§ **Required work**
Transcribe each record exactly, but omit pictures.

§ **Input data**

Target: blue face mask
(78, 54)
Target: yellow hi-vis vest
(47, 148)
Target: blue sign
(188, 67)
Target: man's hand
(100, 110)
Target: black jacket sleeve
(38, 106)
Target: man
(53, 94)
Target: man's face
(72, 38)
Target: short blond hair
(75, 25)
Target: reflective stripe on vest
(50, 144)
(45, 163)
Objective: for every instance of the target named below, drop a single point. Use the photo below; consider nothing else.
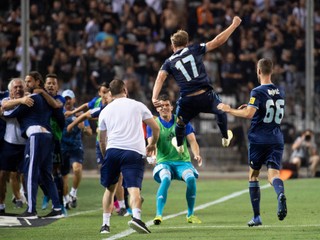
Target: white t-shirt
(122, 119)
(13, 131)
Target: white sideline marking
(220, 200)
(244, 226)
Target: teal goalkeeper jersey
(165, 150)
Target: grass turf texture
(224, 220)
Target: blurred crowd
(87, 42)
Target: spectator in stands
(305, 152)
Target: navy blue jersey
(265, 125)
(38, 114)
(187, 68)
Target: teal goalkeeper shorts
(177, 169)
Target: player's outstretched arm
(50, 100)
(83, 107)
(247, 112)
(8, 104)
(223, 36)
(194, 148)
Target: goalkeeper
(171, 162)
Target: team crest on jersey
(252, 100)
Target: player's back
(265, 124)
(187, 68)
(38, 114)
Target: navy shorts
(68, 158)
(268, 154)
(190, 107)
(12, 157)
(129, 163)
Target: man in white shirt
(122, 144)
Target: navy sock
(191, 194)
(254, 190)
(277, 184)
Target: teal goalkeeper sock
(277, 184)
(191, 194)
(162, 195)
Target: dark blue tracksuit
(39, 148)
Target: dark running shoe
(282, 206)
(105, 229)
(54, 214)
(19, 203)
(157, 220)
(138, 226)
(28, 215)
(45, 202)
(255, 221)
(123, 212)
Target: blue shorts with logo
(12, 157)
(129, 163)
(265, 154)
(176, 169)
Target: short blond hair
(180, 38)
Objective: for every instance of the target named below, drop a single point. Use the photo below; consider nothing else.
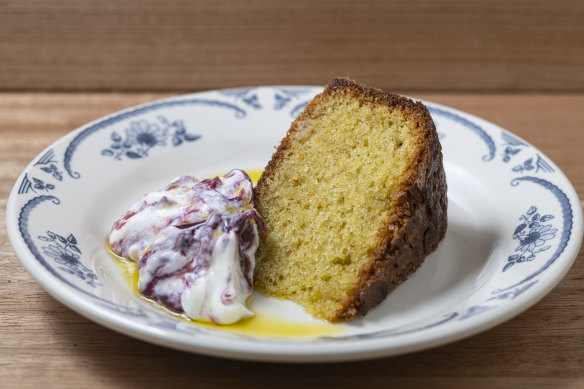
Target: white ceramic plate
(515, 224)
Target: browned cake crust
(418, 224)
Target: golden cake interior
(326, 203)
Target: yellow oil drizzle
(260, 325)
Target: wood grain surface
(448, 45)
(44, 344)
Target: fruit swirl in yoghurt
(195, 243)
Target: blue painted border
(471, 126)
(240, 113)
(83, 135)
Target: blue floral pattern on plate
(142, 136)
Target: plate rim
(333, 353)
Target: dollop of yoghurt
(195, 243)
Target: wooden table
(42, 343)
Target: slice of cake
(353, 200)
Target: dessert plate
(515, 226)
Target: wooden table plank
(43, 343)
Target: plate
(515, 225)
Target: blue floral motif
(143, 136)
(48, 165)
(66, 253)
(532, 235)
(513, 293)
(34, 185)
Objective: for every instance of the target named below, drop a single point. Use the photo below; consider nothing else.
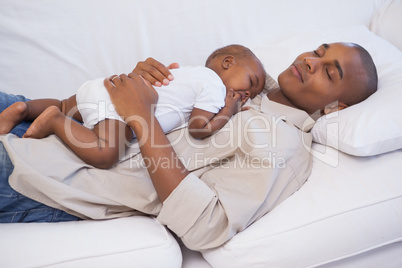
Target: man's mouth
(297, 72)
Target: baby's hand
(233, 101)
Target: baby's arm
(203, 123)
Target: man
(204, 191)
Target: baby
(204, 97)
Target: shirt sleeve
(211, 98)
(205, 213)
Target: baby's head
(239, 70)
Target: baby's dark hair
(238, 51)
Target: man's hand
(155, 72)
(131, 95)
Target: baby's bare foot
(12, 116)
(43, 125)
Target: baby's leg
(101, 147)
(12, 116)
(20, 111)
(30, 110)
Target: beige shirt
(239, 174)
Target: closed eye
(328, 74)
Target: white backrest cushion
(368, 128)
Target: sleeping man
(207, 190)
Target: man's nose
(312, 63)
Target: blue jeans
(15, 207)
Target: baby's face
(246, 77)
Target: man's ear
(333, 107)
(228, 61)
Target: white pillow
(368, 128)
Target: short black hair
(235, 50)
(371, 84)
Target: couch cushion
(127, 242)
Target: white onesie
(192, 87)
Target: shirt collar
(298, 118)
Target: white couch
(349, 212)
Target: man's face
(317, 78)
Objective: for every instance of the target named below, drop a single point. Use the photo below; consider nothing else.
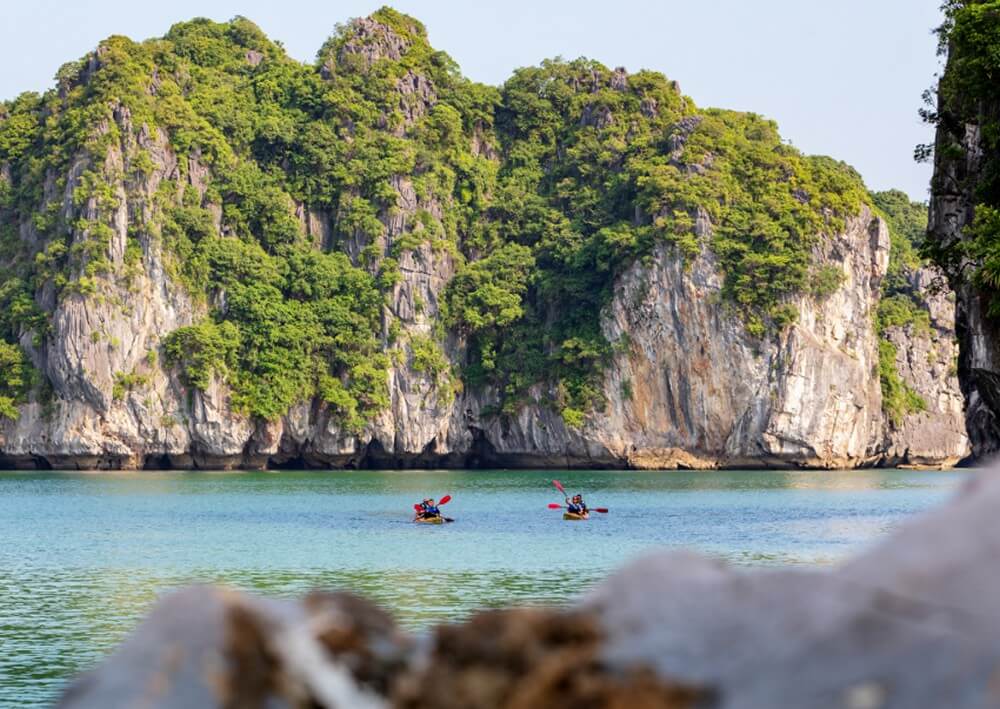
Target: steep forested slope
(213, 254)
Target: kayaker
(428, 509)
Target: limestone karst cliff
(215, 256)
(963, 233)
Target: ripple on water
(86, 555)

§ **Response below**
Target: blue face mask
(78, 54)
Target: yellow hi-vis vest
(47, 148)
Target: blue sign
(188, 67)
Target: man's hand
(100, 110)
Target: black jacket sleeve
(38, 106)
Target: man
(53, 94)
Target: man's face
(72, 38)
Target: short blond hair
(75, 25)
Target: reflective stripe on vest
(50, 144)
(45, 163)
Objective: for every instance of the target named below, drop a single point. Use the photo below; consider nothing else.
Target: white t-shirt
(122, 119)
(13, 131)
Target: white sideline marking
(220, 200)
(244, 226)
Target: teal goalkeeper jersey
(165, 150)
Target: grass turf texture
(224, 220)
Target: blurred crowd
(87, 42)
Target: spectator in stands
(305, 152)
Target: navy blue jersey
(265, 125)
(38, 114)
(187, 68)
Target: teal goalkeeper shorts
(177, 169)
Target: player's outstretched arm
(50, 100)
(83, 107)
(247, 112)
(8, 104)
(223, 36)
(194, 148)
Target: goalkeeper
(171, 162)
Target: team crest on jersey
(252, 100)
Target: player's back
(265, 124)
(187, 68)
(38, 114)
Target: navy shorts
(68, 158)
(268, 154)
(190, 107)
(12, 157)
(129, 163)
Target: man in white shirt
(122, 144)
Target: navy sock
(191, 194)
(254, 190)
(277, 184)
Target: teal goalkeeper sock
(277, 184)
(191, 194)
(162, 195)
Target: dark blue tracksuit
(39, 148)
Target: dark running shoe
(282, 206)
(105, 229)
(54, 214)
(19, 203)
(157, 220)
(138, 226)
(28, 215)
(45, 202)
(255, 221)
(123, 212)
Target: blue shorts with logo
(12, 157)
(129, 163)
(265, 154)
(176, 169)
Target: short blond hair
(180, 38)
Objective: for every instance of the target named below, drop a single point. Use the photo below; consider nothing else.
Target: white ceramic plate
(515, 224)
Target: browned cake crust
(418, 224)
Target: golden cake interior
(326, 203)
Target: yellow oil drizzle
(260, 325)
Target: wood grain surface
(448, 45)
(44, 344)
Target: fruit swirl in yoghurt
(195, 243)
Target: blue painted border
(471, 126)
(240, 113)
(83, 135)
Target: blue floral pattern on plate
(142, 136)
Target: plate rim
(333, 353)
Target: dollop of yoghurt
(195, 243)
Target: wooden table
(42, 343)
Target: slice of cake
(353, 200)
Target: dessert plate
(515, 226)
Target: wooden table plank
(43, 343)
Target: plate
(515, 225)
Target: blue floral motif
(143, 136)
(48, 165)
(66, 253)
(532, 235)
(513, 293)
(34, 185)
Objective: for every instance of the target named below, drop a single point. Use the photo below; consider nothing else.
Target: man's mouth
(297, 72)
Target: baby's hand
(233, 101)
Target: baby's arm
(203, 123)
Target: man
(204, 191)
Target: baby
(204, 97)
Target: shirt sleeve
(211, 98)
(205, 213)
Target: baby's head
(239, 70)
Target: baby's dark hair
(238, 51)
Target: man's hand
(155, 72)
(131, 95)
Target: baby's bare foot
(12, 116)
(43, 125)
Target: baby's leg
(101, 147)
(12, 116)
(20, 111)
(30, 110)
Target: beige shirt
(239, 174)
Target: closed eye
(328, 74)
Target: white backrest cushion
(368, 128)
Target: sleeping man
(207, 190)
Target: man's nose
(312, 63)
Target: blue jeans
(15, 207)
Target: baby's face
(246, 77)
Target: man's ear
(333, 107)
(228, 61)
Target: white pillow
(368, 128)
Target: short black hair
(235, 50)
(371, 84)
Target: couch cushion
(127, 242)
Target: white onesie
(192, 87)
Target: shirt collar
(298, 118)
Target: white couch
(349, 212)
Target: man's face
(317, 78)
Objective: for every instance of the target named below, drop a single point. Use the photo below; consider nothing else.
Target: steep forested slope
(213, 254)
Target: kayaker
(428, 509)
Target: limestone karst cliff
(215, 256)
(963, 233)
Target: ripple on water
(86, 555)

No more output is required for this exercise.